▶ [Exercice] Dites si chaque affirmation concorde avec le texte sur l'IA en répondant par oui ou par non et en citant mot pour mot les mots décisifs du texte. 1. D'après une étude de la Gondola Academy, 56% des entreprises veulent avant tout des réponses à leurs questions. 2. Coca-Cola a créé un ChatGPT interne. 3. Sur une seule et même plateforme, l'IA a produit des résultats identiques.

▶ [Texte de l'exercice]
· · · ·

Silvie Vanhout (Gondola Academy) et Christian du Jardin (Gondola) ont cherché à savoir si le secteur était prêt pour l’IA. L’IA impressionne, suscite la curiosité et donne envie d’en savoir plus. Mais certains craignent ainsi qu’elle favorise la désinformation ou engendre des effets négatifs. Et serons-nous encore en mesure de distinguer ce qui est produit par un humain et ce qui est produit par un ordinateur ? Selon une étude de la Gondola Academy, 56% des entreprises préfèrent adopter une attitude plus attentiste et veulent avant tout des réponses à leurs questions. Il y a trop peu d’outils et trop peu de talents capables de réellement exploiter les possibilités de l’IA. L’IA peut être utile pour écrire, inspirer des idées créatives, créer du contenu et analyser des données. Et elle peut être un gamechanger par sa vitesse, les possibilités qu’elle offre de réinventer l’interaction avec les clients, de trouver (plus) rapidement des solutions et des enseignements au sein du service à la clientèle et son potentiel d’innovation disruptive.

Un monde de possibilités

Aline Lemaire (The Coca-Cola Company) a montré de beaux exemples d’utilisation de l’IA dans l’expérience consommateur et le marketing. L’IA a changé la façon de travailler chez Coca-Cola et a le potentiel de réinventer une entreprise. Tout cela dans le seul but de rester pertinent pour les consommateurs ! Coca-Cola encourage ses collaborateurs à apprendre, à tester et à faire de l’IA un fun factor. Il existe des formations internes pour aborder l’IA de manière éthique et on y a créé un ChatGPT interne. L’IA a produit des résultats très différents sur la base d’une seule et même plateforme, parce que le facteur humain continue à jouer un rôle. Et le consommateur dans tout cela ? Il est impliqué dans la plateforme de co-création Coca-Cola Creations, qui a notamment produit l’édition limitée Y3000.

· · · ·

▶ [Lignes répertoriées]
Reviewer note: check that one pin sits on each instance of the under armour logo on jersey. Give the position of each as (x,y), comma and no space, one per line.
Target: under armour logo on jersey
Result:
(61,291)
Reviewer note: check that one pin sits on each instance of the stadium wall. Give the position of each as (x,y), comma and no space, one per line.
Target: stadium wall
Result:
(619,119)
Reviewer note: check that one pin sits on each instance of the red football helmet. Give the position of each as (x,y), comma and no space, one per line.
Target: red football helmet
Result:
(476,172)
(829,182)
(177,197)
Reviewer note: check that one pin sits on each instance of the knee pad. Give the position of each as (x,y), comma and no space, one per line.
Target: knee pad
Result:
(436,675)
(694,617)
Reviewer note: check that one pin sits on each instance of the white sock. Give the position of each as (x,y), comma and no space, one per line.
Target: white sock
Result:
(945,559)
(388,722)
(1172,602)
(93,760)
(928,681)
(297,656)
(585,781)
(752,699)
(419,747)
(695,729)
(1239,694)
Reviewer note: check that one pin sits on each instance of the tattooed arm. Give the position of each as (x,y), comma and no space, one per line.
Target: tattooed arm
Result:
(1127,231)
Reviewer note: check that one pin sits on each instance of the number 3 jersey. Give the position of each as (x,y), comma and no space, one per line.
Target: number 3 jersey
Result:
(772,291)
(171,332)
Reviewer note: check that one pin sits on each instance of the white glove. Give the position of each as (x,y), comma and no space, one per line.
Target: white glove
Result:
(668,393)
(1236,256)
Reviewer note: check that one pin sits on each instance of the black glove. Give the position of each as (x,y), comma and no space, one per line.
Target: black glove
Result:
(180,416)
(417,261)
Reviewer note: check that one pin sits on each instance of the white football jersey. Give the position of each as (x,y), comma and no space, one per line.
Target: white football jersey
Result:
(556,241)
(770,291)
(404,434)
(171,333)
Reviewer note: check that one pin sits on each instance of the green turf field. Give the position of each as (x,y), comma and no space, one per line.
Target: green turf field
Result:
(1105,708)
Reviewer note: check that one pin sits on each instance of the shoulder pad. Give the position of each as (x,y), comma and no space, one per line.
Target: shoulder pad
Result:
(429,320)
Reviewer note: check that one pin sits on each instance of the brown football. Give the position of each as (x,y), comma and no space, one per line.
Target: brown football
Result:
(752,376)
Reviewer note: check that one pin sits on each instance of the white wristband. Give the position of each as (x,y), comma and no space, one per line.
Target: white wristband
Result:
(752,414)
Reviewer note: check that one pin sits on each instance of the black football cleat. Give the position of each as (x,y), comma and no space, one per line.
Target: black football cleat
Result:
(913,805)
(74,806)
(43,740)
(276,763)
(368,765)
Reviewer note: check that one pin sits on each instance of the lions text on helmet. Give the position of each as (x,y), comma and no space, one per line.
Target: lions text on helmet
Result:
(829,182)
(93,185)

· · · ·

▶ [Réponse attendue]
1. Oui : « 56% des entreprises préfèrent adopter une attitude plus attentiste et veulent avant tout des réponses à leurs questions »
2. Oui : « on y a créé un ChatGPT interne »
3. Non : « L’IA a produit des résultats très différents sur la base d’une seule et même plateforme »